A lire ce qui est écrit, ils ne le pour­raient pas, car mar­chant au pas de l’oie sous « la schlague » teu­tone (écrit : « chlague », mais bon, pas­sons, d’ailleurs les fautes de fran­çais elles aus­si abondent dans cette chro­nique publique dont l’auteur, comme son men­tor, doit être un grand défen­seur de la langue fran­çaise et de sa supériorité).

La droite fran­çaise se conten­te­rait, elle, d’être ser­vi­le­ment à la remorque de l’Allemagne (et on exhume sous-jacem­ment et au pas­sage le spectre de la « collaboration »).

(SURPRENANTE) REVELATION: LA RETRAITE ALLEMANDE SERAIT BASEE SUR LA CAPITALISATION !

Suit une autre sur­prise, de taille : c’est le retrai­té alle­mand qui est cause de tous nos maux, car avide de divi­dendes pour ali­men­ter les caisses de l’assurance retraite qui, en Alle­magne, seraient, au contraire de la France, fon­dées sur la capi­ta­li­sa­tion et non sur la répartition.

Car l’auteur n’hésite pas, à l’appui de sa thèse,  de pro­duire un gros vilain men­songe : en effet, si, depuis 2000, le recours à la capi­ta­li­sa­tion pour assu­rer les retraites est plus avan­cé en Alle­magne qu’en France –où l’on n’a de loin pas renon­cé à en faire autant – elles res­tent pour l’essentiel ser­vies par les orga­nismes d’Etat sur un sys­tème dont la France s’est ins­pi­ré, et dont le maître d’œuvre a été, près d’un demi-siècle avant la France, … Bis­marck, précisément.

Bien sûr, le Jun­ker Bis­marck n’avait pas concé­dé de gaie­té de cœur les avan­tages sociaux (à la cou­ver­ture vieillesse s’ajoutait la pro­tec­tion mala­die) dont les tra­vailleurs alle­mands ont béné­fi­cié bien avant les autres ; il s’agissait pour lui de prendre de court la mon­tée de la social-démo­cra­tie d’alors (qui, même si inves­tie par le réfor­misme, ne res­sem­blait pas pour autant à celle, élar­gie à tout le conti­nent, d’aujourd’hui).

Au-delà, ce doigt accu­sa­teur poin­té sur le retrai­té alle­mand par­ti­cipe d’une curieuse et trou­blante démarche : car ce retrai­té est avant tout un sala­rié. Et voi­ci donc allè­gre­ment les sala­riés (certes, alle­mands !) dési­gnés comme les res­pon­sables de l’austérité capi­ta­liste : mon grand-père, che­mi­not com­mu­niste, cégé­tiste, et qui est mort en 44 de l’avoir été, qui a per­du ses éco­no­mies pla­cés dans un fonds de pen­sion pen­dant la crise de 29, doit s’en retour­ner dans sa tombe.

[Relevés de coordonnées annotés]

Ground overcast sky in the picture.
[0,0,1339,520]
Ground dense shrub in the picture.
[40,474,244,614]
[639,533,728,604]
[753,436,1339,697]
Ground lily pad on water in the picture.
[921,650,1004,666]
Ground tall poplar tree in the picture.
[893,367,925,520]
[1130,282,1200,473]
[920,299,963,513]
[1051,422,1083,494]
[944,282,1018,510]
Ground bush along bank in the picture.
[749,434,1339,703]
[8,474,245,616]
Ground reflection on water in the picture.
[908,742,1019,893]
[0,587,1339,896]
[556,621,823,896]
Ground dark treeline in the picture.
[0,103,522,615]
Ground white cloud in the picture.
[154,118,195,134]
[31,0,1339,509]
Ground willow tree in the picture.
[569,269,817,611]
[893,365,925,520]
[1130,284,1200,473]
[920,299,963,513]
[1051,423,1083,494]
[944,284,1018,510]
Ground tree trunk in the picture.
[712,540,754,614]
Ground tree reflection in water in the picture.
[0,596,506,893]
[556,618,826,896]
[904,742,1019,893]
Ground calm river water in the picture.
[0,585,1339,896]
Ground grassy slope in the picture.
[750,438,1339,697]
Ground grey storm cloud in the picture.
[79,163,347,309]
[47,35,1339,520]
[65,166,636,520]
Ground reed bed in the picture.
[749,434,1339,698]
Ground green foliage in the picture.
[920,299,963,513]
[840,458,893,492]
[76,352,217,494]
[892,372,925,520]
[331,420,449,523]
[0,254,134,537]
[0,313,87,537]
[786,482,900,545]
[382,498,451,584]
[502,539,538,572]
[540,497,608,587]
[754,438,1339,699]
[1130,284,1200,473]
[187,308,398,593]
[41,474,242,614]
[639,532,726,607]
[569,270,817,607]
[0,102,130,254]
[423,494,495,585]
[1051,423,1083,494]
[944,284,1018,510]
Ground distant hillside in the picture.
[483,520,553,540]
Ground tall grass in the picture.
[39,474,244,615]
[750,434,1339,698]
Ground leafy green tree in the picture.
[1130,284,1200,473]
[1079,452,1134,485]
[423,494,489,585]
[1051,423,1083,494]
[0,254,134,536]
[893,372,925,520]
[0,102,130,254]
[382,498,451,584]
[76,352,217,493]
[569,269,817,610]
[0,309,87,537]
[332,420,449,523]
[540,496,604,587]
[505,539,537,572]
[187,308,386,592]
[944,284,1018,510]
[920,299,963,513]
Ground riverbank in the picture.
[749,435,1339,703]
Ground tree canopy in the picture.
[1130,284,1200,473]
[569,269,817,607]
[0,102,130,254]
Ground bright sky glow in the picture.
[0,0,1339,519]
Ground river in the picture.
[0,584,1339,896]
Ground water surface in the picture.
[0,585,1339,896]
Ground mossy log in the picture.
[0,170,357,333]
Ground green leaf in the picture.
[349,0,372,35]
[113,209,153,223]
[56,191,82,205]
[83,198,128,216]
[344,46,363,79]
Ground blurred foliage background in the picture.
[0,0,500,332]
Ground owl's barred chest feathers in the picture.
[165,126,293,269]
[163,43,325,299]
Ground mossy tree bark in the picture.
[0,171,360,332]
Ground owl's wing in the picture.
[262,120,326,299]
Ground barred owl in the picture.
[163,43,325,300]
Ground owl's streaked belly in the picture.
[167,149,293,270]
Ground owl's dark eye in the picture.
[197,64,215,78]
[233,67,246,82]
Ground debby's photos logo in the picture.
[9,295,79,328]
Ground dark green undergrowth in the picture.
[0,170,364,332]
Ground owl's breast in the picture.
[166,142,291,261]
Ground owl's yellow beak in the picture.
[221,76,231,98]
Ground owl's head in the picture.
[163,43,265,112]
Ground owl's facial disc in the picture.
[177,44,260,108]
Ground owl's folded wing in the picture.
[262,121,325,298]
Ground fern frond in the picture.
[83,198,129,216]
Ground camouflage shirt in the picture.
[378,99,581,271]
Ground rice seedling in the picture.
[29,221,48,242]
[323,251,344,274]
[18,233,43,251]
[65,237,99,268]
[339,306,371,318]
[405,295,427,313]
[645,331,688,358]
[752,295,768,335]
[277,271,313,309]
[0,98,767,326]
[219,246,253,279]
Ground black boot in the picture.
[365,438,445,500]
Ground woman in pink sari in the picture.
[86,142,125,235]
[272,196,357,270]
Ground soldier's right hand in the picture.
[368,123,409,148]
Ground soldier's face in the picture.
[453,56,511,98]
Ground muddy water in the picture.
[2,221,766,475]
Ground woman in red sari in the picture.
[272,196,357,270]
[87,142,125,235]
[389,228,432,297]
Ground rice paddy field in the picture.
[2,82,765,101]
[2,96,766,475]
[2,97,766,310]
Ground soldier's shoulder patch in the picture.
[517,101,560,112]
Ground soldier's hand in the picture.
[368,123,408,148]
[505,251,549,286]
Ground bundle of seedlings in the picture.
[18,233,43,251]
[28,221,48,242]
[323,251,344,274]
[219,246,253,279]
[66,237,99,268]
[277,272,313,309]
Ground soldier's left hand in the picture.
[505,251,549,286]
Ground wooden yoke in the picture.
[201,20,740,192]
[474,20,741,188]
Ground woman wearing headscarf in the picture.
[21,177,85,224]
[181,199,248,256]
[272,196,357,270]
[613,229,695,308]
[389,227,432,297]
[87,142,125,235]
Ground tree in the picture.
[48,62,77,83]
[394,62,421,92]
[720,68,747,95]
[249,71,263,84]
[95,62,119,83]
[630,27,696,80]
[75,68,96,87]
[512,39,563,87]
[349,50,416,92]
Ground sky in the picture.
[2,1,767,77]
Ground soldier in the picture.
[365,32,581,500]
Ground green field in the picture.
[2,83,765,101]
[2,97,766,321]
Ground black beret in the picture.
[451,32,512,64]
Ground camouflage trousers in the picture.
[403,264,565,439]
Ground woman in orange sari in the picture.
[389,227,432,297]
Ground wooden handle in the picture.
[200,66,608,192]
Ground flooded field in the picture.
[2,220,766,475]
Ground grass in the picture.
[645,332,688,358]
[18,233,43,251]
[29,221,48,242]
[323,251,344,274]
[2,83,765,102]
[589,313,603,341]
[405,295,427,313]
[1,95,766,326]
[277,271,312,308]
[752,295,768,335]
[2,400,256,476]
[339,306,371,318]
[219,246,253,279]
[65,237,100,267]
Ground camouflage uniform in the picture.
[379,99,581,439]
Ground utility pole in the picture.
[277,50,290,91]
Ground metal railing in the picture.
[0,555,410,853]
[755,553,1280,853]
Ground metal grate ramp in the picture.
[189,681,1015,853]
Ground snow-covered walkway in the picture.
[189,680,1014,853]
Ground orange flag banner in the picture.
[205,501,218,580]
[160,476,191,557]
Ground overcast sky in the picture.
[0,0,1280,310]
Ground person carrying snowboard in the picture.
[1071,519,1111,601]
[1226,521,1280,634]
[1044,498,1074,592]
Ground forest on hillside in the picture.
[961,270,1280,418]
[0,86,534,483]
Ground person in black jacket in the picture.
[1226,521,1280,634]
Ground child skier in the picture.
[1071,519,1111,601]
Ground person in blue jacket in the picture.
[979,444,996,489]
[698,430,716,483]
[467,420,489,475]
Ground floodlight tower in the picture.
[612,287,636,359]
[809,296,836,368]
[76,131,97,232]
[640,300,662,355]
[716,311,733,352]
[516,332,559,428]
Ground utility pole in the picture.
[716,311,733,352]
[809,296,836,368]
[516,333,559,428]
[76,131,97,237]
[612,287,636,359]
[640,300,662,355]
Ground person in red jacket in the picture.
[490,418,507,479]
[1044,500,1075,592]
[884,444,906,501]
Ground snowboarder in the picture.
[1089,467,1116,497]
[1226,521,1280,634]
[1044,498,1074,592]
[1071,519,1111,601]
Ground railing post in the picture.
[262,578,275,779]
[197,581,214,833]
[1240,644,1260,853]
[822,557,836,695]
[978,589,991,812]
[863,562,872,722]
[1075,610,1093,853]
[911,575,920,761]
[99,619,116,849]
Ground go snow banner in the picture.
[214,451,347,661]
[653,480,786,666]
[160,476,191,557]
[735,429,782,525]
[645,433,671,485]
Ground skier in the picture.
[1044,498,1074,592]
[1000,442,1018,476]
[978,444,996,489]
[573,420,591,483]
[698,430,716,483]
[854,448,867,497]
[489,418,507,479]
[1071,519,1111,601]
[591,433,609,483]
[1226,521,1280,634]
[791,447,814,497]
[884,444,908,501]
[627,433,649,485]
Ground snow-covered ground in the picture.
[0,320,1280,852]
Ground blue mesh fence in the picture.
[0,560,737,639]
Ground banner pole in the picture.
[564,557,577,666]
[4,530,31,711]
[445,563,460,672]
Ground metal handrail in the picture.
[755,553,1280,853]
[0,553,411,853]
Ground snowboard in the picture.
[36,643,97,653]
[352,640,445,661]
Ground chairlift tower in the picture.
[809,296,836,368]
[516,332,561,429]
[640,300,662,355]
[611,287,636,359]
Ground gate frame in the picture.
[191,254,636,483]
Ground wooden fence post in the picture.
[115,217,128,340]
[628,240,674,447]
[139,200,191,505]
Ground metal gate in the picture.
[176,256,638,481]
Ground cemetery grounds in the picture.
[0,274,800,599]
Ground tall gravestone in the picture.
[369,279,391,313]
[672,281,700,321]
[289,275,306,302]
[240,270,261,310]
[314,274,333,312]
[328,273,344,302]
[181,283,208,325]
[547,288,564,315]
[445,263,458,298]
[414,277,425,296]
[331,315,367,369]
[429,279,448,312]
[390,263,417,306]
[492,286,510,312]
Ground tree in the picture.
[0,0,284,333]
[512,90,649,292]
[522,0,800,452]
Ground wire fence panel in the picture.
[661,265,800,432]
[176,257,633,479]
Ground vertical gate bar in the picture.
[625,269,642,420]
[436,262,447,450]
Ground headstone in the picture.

» **CONSIGNES ÉCRITES**:
(a) Présentez sous forme de liste numérotée les lignes des entrées, de la première jusqu'à celle qui contient « [8,474,245,616] » incluse, sans reprendre les lignes vides.
(b) Prolongez s'il vous plaît le texte sur la retraite allemande et Bismarck, à partir de sa dernière phrase.

» **RÉPONSES AUX CONSIGNES**:
(a)
1. Ground overcast sky in the picture.
2. [0,0,1339,520]
3. Ground dense shrub in the picture.
4. [40,474,244,614]
5. [639,533,728,604]
6. [753,436,1339,697]
7. Ground lily pad on water in the picture.
8. [921,650,1004,666]
9. Ground tall poplar tree in the picture.
10. [893,367,925,520]
11. [1130,282,1200,473]
12. [920,299,963,513]
13. [1051,422,1083,494]
14. [944,282,1018,510]
15. Ground bush along bank in the picture.
16. [749,434,1339,703]
17. [8,474,245,616]

(b)
LE BOUC-EMISSAIRE IDEAL ?

En outre, on peut s’étonner du fait que non seule­ment des res­pon­sables « pro­gres­sistes » dénoncent des sala­riés comme sup­pôt du capi­ta­lisme, mais éga­le­ment qu’ils livrent à la curée popu­laire, de manière aus­si cari­ca­tu­rale, un nou­veau bouc émis­saire, certes, poli­ti­que­ment plus cor­rect pour la gôche-de Gosch que l’immigré – qui a, plu­tôt bien assu­ré ce rôle jusqu’à pré­sent – mais qui rem­plit exac­te­ment la même fonction.

Doit-on se pré­pa­rer à une nou­velle guerre ? Que nen­ni, dit le res­pon­sable du Par­ti de Gauche, d’ailleurs le peuple alle­mand est un peuple frère, inven­teur du socia­lisme, et d’évoquer Oskar (Oscar aurait été encore mieux) Lafon­taine – voi­là un patro­nyme prus­sien au moins civi­li­sé et qui n’écorche pas la gueule.

Néan­moins … Et là, sur­gissent deux phrases qui laissent rêveur et dont il reste à explo­rer le sens profond :

« Les trois guerres qui nous ont tra­gi­que­ment oppo­sé à l’Al­le­magne ne sont pas nées de la seule folie d’un Hit­ler ou je ne sais trop quels argu­ments psy­cho­lo­gi­sants met­tant l’é­co­no­mie et la poli­tique à dis­tance. N’ayant rien appris de cette his­toire tra­gique, l’ul­tra libé­ra­lisme et les fana­tiques qui l’im­pulsent, par leurs égoïsmes, exa­cerbent les vieux natio­na­lismes se qui réveillent. » La coquille est volon­tai­re­ment maintenue.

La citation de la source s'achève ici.